(Object point labels)
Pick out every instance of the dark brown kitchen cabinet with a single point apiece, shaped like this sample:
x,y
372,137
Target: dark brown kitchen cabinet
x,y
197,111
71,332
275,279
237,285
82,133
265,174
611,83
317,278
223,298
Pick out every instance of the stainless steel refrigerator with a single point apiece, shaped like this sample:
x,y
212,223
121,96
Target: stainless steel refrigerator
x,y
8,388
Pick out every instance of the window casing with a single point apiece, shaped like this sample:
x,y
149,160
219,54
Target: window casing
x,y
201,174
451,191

STATED PROBLEM:
Starting at the line that contains "Pick out every instance of the window" and continuing through the last line, write those lines out again, requests included. Multiply every coordinate in the answers by 1.75 and round to whole numbers, with halves rounding up. Leave the numbers in the requests and their format samples unchanged.

REPLY:
Pick out every instance of the window casing with a single point apiece, shaped like this sample:
x,y
149,160
219,54
Target: window casing
x,y
352,305
789,334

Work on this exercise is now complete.